[Excerpted passage Boundary: Start]
Today on our blog Rebecca Spencer of Rebecca Spencer Photography is sharing a tutorial with tips and tricks on how to shoot oil and water macro photos. Rebecca recently had one of her images which use this technique chosen by UNESCO as the backdrop for their award ceremony for the International Prize for Research in the Life Sciences in Malabo, Equatorial Guinea. She is pretty modest so before we get to her tutorial, her friends here at The Photographer Within are gonna brag a bit and show you her awesome image in use at UNESCO. Congrats Rebecca! What an exciting accomplishment!
And now, onto Rebecca’s tutorial!
There is just something about taking macro photos of oil bubbles floating in water that I find so therapeutic, I think it is because you have to slow right down and concentrate on what you are doing whilst letting the cares of the world drift by. There is also the fun element of not knowing exactly what images you will capture and the ever changing nature of your subject means each photo is truly unique. And the best thing of all is its really easy to do!
[Excerpted passage Boundary: End]
[Material provided Boundary: Start]
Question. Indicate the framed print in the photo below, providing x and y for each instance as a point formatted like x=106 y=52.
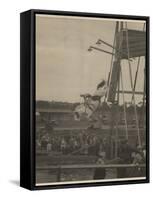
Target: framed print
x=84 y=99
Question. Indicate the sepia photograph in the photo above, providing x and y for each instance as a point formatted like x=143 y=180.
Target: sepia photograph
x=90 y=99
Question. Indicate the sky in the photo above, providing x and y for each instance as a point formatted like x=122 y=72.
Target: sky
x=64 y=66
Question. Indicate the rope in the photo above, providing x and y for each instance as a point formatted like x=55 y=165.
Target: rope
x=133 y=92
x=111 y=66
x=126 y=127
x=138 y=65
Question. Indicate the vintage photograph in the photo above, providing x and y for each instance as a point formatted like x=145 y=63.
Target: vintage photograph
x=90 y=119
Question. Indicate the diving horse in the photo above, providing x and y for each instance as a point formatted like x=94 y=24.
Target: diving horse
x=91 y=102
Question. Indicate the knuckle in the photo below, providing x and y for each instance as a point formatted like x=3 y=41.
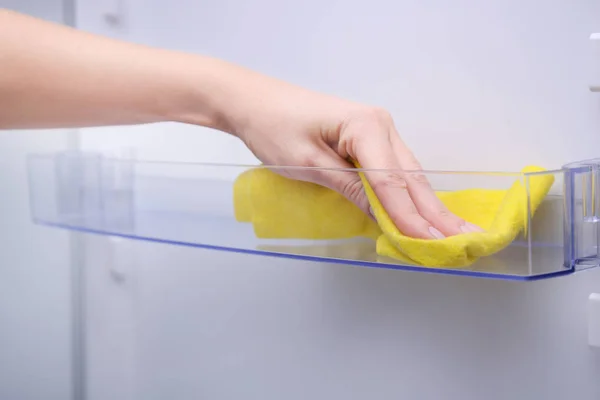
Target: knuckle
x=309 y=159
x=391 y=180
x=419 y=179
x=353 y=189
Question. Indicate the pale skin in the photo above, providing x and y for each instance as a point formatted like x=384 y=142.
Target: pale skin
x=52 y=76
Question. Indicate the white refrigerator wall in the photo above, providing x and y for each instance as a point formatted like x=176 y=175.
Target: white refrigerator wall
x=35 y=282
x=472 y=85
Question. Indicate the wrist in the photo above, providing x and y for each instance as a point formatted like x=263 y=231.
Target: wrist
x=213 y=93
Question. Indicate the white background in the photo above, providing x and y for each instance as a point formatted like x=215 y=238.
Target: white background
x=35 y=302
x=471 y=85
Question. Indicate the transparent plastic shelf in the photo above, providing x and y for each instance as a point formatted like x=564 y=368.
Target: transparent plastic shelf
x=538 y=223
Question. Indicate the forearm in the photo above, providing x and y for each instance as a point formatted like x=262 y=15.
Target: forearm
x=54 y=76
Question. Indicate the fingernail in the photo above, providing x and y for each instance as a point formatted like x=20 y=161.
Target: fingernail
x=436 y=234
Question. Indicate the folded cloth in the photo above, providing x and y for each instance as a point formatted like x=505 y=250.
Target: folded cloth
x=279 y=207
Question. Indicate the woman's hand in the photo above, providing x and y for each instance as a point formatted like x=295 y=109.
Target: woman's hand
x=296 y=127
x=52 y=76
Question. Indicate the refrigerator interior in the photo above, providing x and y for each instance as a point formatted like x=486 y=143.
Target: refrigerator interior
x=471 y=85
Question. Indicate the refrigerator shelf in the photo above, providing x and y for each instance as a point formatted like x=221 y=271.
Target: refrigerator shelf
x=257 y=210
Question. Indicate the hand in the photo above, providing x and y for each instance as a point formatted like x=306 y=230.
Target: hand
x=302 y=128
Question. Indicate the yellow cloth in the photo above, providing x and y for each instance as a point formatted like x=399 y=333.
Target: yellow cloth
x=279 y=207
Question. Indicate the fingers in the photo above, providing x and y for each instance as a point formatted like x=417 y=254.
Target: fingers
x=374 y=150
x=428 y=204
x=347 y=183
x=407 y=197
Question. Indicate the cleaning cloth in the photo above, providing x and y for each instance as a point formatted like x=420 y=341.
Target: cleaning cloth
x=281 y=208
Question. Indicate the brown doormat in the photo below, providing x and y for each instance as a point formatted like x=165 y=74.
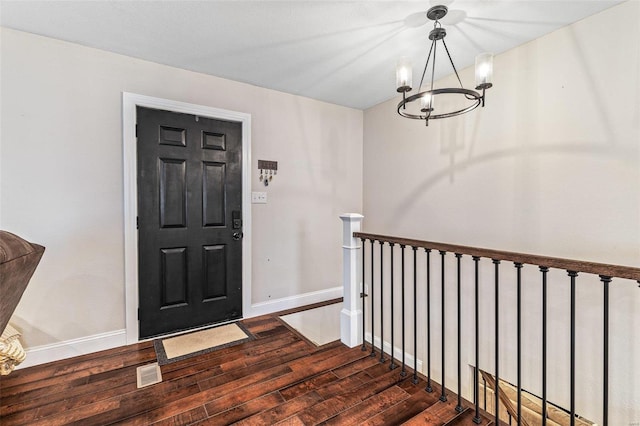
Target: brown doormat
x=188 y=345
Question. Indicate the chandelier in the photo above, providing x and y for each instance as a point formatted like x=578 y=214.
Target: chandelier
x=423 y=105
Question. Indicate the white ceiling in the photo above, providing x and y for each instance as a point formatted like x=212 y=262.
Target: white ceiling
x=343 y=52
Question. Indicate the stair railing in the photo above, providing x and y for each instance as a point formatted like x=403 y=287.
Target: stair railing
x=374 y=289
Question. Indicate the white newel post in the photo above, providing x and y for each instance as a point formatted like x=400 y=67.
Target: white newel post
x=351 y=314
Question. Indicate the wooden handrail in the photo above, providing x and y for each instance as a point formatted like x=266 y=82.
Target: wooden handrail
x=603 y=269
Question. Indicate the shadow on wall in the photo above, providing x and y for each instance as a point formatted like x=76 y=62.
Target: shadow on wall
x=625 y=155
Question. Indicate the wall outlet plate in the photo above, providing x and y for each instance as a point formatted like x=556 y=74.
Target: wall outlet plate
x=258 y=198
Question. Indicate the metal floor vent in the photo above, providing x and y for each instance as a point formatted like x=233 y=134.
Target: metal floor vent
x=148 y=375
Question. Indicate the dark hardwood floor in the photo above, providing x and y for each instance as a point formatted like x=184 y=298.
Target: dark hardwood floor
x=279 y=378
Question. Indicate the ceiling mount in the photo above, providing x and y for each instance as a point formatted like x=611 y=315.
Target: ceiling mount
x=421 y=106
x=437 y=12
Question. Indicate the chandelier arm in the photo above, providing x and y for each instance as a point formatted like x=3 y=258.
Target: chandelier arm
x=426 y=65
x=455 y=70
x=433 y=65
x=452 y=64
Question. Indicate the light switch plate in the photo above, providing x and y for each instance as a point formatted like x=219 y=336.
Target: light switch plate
[Material provided Boundary: End]
▶ _Your instructions_: In the blog post on oil and water macro photography, why does taking macro photos of oil bubbles floating in water feel therapeutic to the tutorial's writer? Answer in one to three sentences. These rows come from a separate source, not from the blog post.

▶ _Solution for this task_: It feels therapeutic because you have to slow right down and concentrate on what you are doing. Meanwhile, the cares of the world drift by.